Bref, ce pauvre vélo, après avoir fait la joie et la fierté de son propriétaire, s’est certainement vu délaissé pour une autre monture, et démembré pour conserver des éléments nobles comme les roues et la transmission, avant que ses restes ne soient jetés aux ordures. Récupéré une première fois, il s’est vu remonté et complété avec des pièces très ordinaires et bas de gamme (pour rester poli) en passant par tous les degrés possibles de la déchéance !
Devenu percheron, il s’est retrouvé à la poubelle quand ses pièces médiocres ont commencé à lâcher. C’est donc dans cet état, et sans roues, que je l’ai récupéré, lui promettant cette fois un bien meilleur karma pour sa troisième vie.
Sur cette vue de face, le cintre apparaît comme définitivement fichu…
Dommage, c’était un 3ttt « Grand Prix », un des rares éléments d’origine encore présent sur le cadre.
Notez les horribles pédales plastiques bas de gamme qui n’ont rien à faire sur ce vélo.
___
*TÂCHE DEMANDÉE 1:* Recopiez, s'il vous plaît, le passage du texte sur le vélo situé entre « Sur cette vue » et « sur ce vélo. », ces deux bornes comprises.
___
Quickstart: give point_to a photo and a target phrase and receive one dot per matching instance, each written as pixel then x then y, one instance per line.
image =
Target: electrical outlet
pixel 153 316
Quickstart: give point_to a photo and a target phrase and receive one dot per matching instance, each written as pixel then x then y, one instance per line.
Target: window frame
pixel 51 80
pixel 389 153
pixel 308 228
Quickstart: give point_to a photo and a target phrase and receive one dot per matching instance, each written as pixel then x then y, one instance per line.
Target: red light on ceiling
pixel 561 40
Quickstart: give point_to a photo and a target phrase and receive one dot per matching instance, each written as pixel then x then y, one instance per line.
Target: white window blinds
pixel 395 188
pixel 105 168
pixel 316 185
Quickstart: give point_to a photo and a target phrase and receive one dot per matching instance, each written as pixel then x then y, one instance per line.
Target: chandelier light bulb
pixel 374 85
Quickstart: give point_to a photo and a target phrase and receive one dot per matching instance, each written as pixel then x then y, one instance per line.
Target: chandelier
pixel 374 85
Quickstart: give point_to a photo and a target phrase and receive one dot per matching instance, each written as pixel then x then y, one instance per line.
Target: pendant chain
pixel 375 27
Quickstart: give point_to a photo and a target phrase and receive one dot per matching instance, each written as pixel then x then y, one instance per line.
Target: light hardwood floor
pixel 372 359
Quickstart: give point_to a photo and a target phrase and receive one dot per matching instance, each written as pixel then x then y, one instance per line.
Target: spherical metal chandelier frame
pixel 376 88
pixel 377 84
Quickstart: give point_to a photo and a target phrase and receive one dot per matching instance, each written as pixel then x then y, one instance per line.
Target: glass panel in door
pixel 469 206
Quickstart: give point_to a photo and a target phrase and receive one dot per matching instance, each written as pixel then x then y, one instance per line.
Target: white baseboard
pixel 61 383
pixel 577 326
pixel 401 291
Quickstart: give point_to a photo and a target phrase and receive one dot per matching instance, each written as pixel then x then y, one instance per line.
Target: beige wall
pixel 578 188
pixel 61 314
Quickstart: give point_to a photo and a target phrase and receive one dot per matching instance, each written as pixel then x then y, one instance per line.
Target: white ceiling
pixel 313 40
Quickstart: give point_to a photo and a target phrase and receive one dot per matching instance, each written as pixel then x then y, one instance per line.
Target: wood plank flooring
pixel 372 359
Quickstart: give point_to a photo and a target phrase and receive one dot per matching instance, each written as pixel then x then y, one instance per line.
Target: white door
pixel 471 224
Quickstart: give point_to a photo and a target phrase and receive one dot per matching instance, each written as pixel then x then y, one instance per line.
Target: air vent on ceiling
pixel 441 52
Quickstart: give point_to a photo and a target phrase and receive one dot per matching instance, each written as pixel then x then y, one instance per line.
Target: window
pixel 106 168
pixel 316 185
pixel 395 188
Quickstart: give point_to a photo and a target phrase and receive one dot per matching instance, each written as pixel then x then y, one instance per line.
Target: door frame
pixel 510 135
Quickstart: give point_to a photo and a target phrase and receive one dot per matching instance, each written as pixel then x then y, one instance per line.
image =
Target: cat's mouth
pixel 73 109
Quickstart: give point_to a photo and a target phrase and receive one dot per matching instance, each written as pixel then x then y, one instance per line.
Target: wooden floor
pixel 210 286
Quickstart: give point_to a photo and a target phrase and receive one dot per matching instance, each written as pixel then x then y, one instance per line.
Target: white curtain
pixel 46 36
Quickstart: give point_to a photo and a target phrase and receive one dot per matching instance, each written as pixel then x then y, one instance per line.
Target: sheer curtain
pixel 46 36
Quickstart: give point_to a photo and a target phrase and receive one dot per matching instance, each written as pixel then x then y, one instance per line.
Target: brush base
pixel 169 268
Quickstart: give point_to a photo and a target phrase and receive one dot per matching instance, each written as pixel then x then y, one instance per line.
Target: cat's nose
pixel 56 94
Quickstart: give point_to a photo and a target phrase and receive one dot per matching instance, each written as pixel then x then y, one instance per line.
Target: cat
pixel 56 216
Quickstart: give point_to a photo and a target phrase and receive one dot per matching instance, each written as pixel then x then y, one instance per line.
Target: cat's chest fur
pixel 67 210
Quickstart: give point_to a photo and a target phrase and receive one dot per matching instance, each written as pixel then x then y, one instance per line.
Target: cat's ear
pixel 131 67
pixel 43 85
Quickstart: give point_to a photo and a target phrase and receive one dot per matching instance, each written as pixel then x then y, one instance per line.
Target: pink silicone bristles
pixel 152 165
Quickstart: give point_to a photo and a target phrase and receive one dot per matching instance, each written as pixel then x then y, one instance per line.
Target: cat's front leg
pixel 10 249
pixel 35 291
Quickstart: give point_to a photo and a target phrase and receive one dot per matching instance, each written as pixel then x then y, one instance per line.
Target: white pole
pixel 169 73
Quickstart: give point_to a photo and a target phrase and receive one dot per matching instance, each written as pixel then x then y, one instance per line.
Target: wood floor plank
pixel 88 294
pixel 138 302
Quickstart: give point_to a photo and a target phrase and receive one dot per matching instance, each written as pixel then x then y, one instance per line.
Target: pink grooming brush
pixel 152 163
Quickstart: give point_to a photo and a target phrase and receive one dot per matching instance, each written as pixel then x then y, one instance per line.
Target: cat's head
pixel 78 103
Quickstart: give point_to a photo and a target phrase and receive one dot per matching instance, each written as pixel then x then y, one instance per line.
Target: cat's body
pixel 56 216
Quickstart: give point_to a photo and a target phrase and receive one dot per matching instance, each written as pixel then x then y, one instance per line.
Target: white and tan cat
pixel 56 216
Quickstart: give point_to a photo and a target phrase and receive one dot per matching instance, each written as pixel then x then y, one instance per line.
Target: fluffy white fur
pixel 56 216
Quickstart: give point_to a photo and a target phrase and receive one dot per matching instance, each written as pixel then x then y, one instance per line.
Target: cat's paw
___
*TÂCHE DEMANDÉE 2:* Extrayez de la liste toutes les lignes qui contiennent la chaîne « ceiling », en tenant compte de la casse.

*RÉSULTAT FINAL 1:*
Sur cette vue de face, le cintre apparaît comme définitivement fichu…
Dommage, c’était un 3ttt « Grand Prix », un des rares éléments d’origine encore présent sur le cadre.
Notez les horribles pédales plastiques bas de gamme qui n’ont rien à faire sur ce vélo.

*RÉSULTAT FINAL 2:*
Target: red light on ceiling
Target: white ceiling
Target: air vent on ceiling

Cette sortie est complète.